Oil and natural gas exploration and production operations and other activities have been conducted on some of our properties by previous owners and operators. Operations by previous owners and operators may not have been conducted in compliance with applicable rules and regulations, and materials from these operations may remain on some of the properties, and, in some instances, require remediation. In addition, we occasionally must agree to indemnify sellers and buyers, respectively, of producing properties against some of the liability for environmental claims or violations associated with the properties we purchase or sell, respectively. While we do not believe that costs we incur for compliance with environmental regulations and remediating previously or currently owned or operated properties will be material, we cannot provide any assurances that these costs will not result in material expenditures that adversely affect our profitability.
Additionally, in the course of our routine oil and natural gas operations, surface spills and leaks, including casing leaks, of oil, produced water or other materials may occur, and we may incur costs for waste handling and environmental compliance. It is also possible that our oil and natural gas operations may require us to manage NORM. NORM is present in varying concentrations in sub-surface formations, including hydrocarbon reservoirs, and may become concentrated in scale, film and sludge in equipment that comes in contact with crude oil and natural gas production and processing streams. Some states, including Texas, New Mexico and Louisiana, have enacted regulations governing the handling, treatment, storage and disposal of NORM. Moreover, we will be able to control directly the operations of only those wells we operate. Despite our lack of control over wells owned partly by us but operated by others, the failure of the operator to comply with the applicable environmental regulations may, in certain circumstances, be attributable to us.

▶ Material supplied:
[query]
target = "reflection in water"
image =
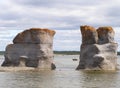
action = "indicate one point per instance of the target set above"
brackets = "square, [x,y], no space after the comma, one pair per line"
[63,77]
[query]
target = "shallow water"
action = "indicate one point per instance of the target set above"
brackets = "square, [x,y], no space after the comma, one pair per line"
[65,76]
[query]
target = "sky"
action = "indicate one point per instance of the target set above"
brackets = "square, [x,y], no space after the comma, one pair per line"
[63,16]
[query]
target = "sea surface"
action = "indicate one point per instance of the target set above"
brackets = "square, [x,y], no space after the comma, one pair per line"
[65,76]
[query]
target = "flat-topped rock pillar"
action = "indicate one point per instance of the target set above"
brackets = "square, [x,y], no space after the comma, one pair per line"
[98,49]
[31,48]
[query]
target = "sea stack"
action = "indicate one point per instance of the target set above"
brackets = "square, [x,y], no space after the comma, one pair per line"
[31,48]
[98,49]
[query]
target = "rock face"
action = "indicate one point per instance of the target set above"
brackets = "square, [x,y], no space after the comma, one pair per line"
[31,48]
[98,49]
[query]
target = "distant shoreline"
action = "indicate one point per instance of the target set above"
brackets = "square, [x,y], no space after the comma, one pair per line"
[61,52]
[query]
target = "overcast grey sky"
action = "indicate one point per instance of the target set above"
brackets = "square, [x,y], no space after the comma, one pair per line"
[64,16]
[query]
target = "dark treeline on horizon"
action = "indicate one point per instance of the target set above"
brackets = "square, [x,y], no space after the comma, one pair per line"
[62,52]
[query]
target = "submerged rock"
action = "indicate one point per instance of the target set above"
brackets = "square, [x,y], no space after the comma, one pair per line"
[98,50]
[31,48]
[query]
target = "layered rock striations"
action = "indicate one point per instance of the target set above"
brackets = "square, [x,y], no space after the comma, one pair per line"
[31,48]
[98,49]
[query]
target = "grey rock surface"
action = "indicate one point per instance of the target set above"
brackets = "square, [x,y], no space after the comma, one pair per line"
[101,53]
[31,49]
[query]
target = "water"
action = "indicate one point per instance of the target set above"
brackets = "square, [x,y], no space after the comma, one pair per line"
[65,76]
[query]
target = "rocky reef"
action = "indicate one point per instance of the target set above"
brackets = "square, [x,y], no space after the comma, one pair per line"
[98,50]
[31,48]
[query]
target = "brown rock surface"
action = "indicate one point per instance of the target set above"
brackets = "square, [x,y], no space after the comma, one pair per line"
[101,51]
[31,48]
[35,36]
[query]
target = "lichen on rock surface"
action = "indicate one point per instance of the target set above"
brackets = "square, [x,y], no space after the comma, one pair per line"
[31,48]
[98,49]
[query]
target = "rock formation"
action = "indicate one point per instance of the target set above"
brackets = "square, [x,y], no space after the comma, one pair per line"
[31,48]
[98,49]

▶ Exercises to complete:
(a) According to the text on environmental liabilities, which states have enacted regulations governing the handling, treatment, storage and disposal of NORM?
(b) Write a continuation of the text on environmental liabilities, picking up after its final sentence.
The entries have nothing to do with what comes next.

▶ Activity answers:
(a) Texas, New Mexico and Louisiana.

(b)
We are subject to the requirements of OSHA and comparable state statutes. The OSHA Hazard Communication Standard, the “community right-to-know” regulations under Title III of the federal Superfund Amendments and Reauthorization Act and similar state statutes require us to organize information about hazardous materials used, released or produced in our operations. Certain of this information must be provided to employees, state and local governmental authorities and local citizens. We are also subject to the requirements and reporting set forth in OSHA workplace standards.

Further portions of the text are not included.